### Task objective
Every line below must be reproduced exactly. Copy them all.

————

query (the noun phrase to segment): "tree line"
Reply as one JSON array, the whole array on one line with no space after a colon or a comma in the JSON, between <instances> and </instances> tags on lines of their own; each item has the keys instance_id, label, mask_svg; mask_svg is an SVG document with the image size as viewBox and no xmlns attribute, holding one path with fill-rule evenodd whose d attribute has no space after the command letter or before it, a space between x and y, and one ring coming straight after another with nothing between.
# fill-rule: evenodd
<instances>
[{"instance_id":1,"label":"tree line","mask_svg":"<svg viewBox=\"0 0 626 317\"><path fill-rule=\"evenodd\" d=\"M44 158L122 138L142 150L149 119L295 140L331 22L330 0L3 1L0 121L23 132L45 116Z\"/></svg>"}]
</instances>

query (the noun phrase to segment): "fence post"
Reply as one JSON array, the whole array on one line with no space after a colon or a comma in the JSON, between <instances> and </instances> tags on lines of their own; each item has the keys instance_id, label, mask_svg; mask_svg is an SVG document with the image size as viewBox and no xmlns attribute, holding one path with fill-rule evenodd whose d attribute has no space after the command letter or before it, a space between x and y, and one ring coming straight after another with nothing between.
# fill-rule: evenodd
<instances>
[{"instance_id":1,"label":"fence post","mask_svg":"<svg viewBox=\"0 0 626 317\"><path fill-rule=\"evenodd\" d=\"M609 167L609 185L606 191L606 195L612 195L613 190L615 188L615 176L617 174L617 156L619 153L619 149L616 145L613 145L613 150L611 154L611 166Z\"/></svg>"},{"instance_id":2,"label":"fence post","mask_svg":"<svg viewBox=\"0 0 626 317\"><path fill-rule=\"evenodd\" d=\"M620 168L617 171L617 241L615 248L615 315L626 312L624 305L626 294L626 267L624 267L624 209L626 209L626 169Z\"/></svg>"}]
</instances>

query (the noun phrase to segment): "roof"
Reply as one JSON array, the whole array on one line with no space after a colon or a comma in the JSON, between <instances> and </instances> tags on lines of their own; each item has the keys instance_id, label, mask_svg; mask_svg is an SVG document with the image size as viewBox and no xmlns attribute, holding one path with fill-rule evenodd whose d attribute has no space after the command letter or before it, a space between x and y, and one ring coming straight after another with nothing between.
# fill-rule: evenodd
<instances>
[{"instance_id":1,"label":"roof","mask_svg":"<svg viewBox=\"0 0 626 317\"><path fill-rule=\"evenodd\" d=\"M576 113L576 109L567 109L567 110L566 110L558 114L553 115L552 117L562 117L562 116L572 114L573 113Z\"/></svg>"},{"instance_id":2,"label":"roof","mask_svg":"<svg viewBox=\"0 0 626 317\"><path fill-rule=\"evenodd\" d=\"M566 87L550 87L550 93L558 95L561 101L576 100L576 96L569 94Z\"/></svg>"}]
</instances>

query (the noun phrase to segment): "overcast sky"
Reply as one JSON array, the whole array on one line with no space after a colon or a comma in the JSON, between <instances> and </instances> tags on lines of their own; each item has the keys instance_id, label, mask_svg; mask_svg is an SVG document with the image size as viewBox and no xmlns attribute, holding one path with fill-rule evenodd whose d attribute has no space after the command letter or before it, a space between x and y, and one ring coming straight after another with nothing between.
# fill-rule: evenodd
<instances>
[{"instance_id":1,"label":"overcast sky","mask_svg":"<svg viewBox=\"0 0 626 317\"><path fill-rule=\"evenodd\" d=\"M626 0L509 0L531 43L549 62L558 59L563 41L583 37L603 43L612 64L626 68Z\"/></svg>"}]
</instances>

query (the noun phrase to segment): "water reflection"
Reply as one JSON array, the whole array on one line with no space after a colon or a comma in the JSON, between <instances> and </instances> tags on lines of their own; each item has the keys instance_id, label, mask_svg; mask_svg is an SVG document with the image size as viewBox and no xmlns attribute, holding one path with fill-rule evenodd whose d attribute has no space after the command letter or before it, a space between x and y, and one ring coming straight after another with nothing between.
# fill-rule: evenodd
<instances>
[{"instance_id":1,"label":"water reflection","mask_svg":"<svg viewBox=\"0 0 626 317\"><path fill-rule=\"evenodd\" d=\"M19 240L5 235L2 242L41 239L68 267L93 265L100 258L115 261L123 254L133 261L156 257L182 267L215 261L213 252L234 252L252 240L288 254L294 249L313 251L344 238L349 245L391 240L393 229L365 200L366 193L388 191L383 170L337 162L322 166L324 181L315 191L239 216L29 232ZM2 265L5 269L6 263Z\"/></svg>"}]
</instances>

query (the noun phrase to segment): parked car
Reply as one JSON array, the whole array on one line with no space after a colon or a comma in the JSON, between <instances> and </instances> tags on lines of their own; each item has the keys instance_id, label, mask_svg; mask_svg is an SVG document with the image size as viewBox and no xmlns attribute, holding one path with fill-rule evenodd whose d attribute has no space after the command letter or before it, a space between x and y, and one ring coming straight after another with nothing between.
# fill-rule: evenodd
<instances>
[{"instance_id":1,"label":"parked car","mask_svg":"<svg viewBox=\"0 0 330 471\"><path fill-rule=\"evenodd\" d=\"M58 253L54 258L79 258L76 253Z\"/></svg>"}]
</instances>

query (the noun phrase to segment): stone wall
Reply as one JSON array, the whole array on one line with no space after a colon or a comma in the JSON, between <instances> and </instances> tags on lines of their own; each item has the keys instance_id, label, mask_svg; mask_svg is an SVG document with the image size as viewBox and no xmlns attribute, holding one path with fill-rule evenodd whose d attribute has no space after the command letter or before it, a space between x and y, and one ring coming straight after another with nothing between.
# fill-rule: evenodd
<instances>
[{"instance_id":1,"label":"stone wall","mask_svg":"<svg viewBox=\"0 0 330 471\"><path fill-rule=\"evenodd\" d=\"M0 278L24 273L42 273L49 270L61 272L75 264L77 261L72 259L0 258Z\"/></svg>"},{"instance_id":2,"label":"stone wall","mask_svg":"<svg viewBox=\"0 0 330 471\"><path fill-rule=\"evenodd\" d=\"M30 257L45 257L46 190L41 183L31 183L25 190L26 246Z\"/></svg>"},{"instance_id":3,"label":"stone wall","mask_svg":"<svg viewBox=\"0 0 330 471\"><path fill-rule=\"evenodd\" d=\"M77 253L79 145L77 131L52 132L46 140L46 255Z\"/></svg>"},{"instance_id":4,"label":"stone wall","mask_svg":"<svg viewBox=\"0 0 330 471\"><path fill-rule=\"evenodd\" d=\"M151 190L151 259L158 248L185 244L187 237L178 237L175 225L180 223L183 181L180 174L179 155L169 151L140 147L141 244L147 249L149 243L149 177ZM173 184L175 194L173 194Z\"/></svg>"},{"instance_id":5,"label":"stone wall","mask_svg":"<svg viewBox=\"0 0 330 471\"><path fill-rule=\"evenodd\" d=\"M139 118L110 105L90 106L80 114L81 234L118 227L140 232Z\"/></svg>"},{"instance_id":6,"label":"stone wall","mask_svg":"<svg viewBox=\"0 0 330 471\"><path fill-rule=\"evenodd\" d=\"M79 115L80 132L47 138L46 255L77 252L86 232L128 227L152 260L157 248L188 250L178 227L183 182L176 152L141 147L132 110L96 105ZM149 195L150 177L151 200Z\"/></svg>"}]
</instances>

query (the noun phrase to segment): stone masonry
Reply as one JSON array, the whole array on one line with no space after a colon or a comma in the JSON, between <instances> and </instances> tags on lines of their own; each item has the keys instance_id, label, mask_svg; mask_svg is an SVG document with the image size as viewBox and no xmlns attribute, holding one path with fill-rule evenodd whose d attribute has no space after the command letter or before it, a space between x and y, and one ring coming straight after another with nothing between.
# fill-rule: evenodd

————

### Correct result
query (the noun phrase to segment): "tree line"
Reply as one JSON array, the whole array on one line with no space after a colon or a comma in the JSON, between <instances> and </instances> tags on lines of their own; each item has the keys instance_id, label, mask_svg; mask_svg is an SVG document with the image size as viewBox and no xmlns attribute, holding one path with fill-rule evenodd whose d attribute has no space after the command letter or before it, a space between x and y, and one ring coming straight after another with nothing between.
# fill-rule: evenodd
<instances>
[{"instance_id":1,"label":"tree line","mask_svg":"<svg viewBox=\"0 0 626 317\"><path fill-rule=\"evenodd\" d=\"M44 158L122 138L142 150L149 119L295 140L331 22L330 0L3 1L0 121L23 132L45 116Z\"/></svg>"}]
</instances>

query (the noun phrase to segment): "fence post"
Reply as one JSON array, the whole array on one line with no space after a colon or a comma in the JSON, between <instances> and </instances> tags on lines of their own; each item has the keys instance_id, label, mask_svg; mask_svg is an SVG document with the image size as viewBox and no xmlns attribute, holding one path with fill-rule evenodd whose d attribute has no space after the command letter or before it, a space between x and y, and one ring coming straight after another with nothing between.
# fill-rule: evenodd
<instances>
[{"instance_id":1,"label":"fence post","mask_svg":"<svg viewBox=\"0 0 626 317\"><path fill-rule=\"evenodd\" d=\"M609 167L609 185L606 191L606 195L612 195L613 190L615 188L615 176L617 174L617 156L619 153L619 149L616 145L613 145L613 150L611 154L611 166Z\"/></svg>"},{"instance_id":2,"label":"fence post","mask_svg":"<svg viewBox=\"0 0 626 317\"><path fill-rule=\"evenodd\" d=\"M620 168L617 171L617 241L615 248L615 315L626 312L624 305L626 294L626 267L624 267L624 209L626 209L626 169Z\"/></svg>"}]
</instances>

query (the noun phrase to segment): "roof"
Reply as one JSON array, the whole array on one line with no space after a colon or a comma in the JSON, between <instances> and </instances> tags on lines of their own; each item has the keys instance_id, label, mask_svg; mask_svg is an SVG document with the image size as viewBox and no xmlns attribute, holding one path with fill-rule evenodd whose d attribute has no space after the command letter or before it, a space between x and y, and one ring coming straight after another with nothing between.
# fill-rule: evenodd
<instances>
[{"instance_id":1,"label":"roof","mask_svg":"<svg viewBox=\"0 0 626 317\"><path fill-rule=\"evenodd\" d=\"M576 113L576 109L567 109L567 110L566 110L558 114L553 115L552 117L562 117L562 116L572 114L573 113Z\"/></svg>"},{"instance_id":2,"label":"roof","mask_svg":"<svg viewBox=\"0 0 626 317\"><path fill-rule=\"evenodd\" d=\"M566 87L550 87L550 93L558 95L561 101L576 100L576 96L569 94Z\"/></svg>"}]
</instances>

query (the noun phrase to segment): "overcast sky"
Reply as one JSON array, the whole array on one line with no space after a colon or a comma in the JSON, between <instances> and </instances> tags on lines of their own; each item has the keys instance_id, label, mask_svg; mask_svg is an SVG document with the image size as viewBox and no xmlns attribute, holding one path with fill-rule evenodd whose d attribute has no space after the command letter or before it, a space between x and y, and one ring coming straight after another with nothing between.
# fill-rule: evenodd
<instances>
[{"instance_id":1,"label":"overcast sky","mask_svg":"<svg viewBox=\"0 0 626 317\"><path fill-rule=\"evenodd\" d=\"M626 0L509 0L531 43L549 62L558 59L563 41L583 37L603 43L612 64L626 68Z\"/></svg>"}]
</instances>

query (the noun phrase to segment): "water reflection"
Reply as one JSON array, the whole array on one line with no space after a colon or a comma in the JSON, between <instances> and </instances> tags on lines of their own; each item has the keys instance_id, label, mask_svg; mask_svg is an SVG document with the image size as viewBox and no xmlns attribute, holding one path with fill-rule evenodd whose d attribute has no space after the command letter or before it, a space between x and y, and one ring coming straight after another with nothing between.
# fill-rule: evenodd
<instances>
[{"instance_id":1,"label":"water reflection","mask_svg":"<svg viewBox=\"0 0 626 317\"><path fill-rule=\"evenodd\" d=\"M19 240L5 235L2 242L41 239L68 267L93 265L100 258L115 261L123 254L133 261L156 257L182 267L215 261L213 252L234 252L252 240L288 254L294 249L313 251L344 238L349 245L391 240L393 229L365 200L366 193L388 191L383 170L337 162L322 166L324 181L315 191L239 216L29 232ZM2 265L5 269L6 263Z\"/></svg>"}]
</instances>

query (the noun phrase to segment): parked car
Reply as one JSON array, the whole array on one line with no space after a colon or a comma in the JSON, between <instances> and </instances> tags on lines of their own; each item has the keys instance_id, label, mask_svg; mask_svg is an SVG document with the image size as viewBox and no xmlns attribute, holding one path with fill-rule evenodd whose d attribute has no space after the command letter or before it, a space between x and y, and one ring coming straight after another with nothing between.
# fill-rule: evenodd
<instances>
[{"instance_id":1,"label":"parked car","mask_svg":"<svg viewBox=\"0 0 330 471\"><path fill-rule=\"evenodd\" d=\"M58 253L54 258L79 258L76 253Z\"/></svg>"}]
</instances>

query (the noun phrase to segment): stone wall
Reply as one JSON array, the whole array on one line with no space after a colon or a comma in the JSON, between <instances> and </instances> tags on lines of their own; each item has the keys instance_id, label, mask_svg; mask_svg is an SVG document with the image size as viewBox and no xmlns attribute, holding one path with fill-rule evenodd whose d attribute has no space after the command letter or before it, a space between x and y, and one ring coming straight after another with nothing between.
# fill-rule: evenodd
<instances>
[{"instance_id":1,"label":"stone wall","mask_svg":"<svg viewBox=\"0 0 330 471\"><path fill-rule=\"evenodd\" d=\"M0 278L24 273L42 273L49 270L61 272L75 264L77 261L72 259L0 258Z\"/></svg>"},{"instance_id":2,"label":"stone wall","mask_svg":"<svg viewBox=\"0 0 330 471\"><path fill-rule=\"evenodd\" d=\"M30 257L45 257L46 190L41 183L31 183L25 190L26 246Z\"/></svg>"},{"instance_id":3,"label":"stone wall","mask_svg":"<svg viewBox=\"0 0 330 471\"><path fill-rule=\"evenodd\" d=\"M77 253L79 145L77 131L52 132L46 140L46 255Z\"/></svg>"},{"instance_id":4,"label":"stone wall","mask_svg":"<svg viewBox=\"0 0 330 471\"><path fill-rule=\"evenodd\" d=\"M151 190L151 259L158 248L185 244L187 237L178 237L175 225L180 223L183 181L180 174L179 155L169 151L140 147L141 244L147 249L149 243L149 177ZM173 184L175 194L173 194Z\"/></svg>"},{"instance_id":5,"label":"stone wall","mask_svg":"<svg viewBox=\"0 0 330 471\"><path fill-rule=\"evenodd\" d=\"M139 118L110 105L90 106L80 114L81 234L118 227L140 232Z\"/></svg>"},{"instance_id":6,"label":"stone wall","mask_svg":"<svg viewBox=\"0 0 330 471\"><path fill-rule=\"evenodd\" d=\"M79 115L80 132L47 138L46 255L77 252L86 232L128 227L152 260L157 248L188 250L178 227L183 182L176 152L141 147L132 110L96 105ZM149 195L150 177L151 200Z\"/></svg>"}]
</instances>

query (the noun phrase to segment): stone masonry
Reply as one JSON array, the whole array on one line with no space after a colon or a comma in the JSON, between <instances> and </instances> tags on lines of their own; each item has the keys instance_id, label, mask_svg; mask_svg is an SVG document with the image size as viewBox and no xmlns attribute, holding one path with fill-rule evenodd whose d attribute has no space after the command letter or before it, a space between x and y, and one ring coming straight after another with nothing between.
# fill-rule: evenodd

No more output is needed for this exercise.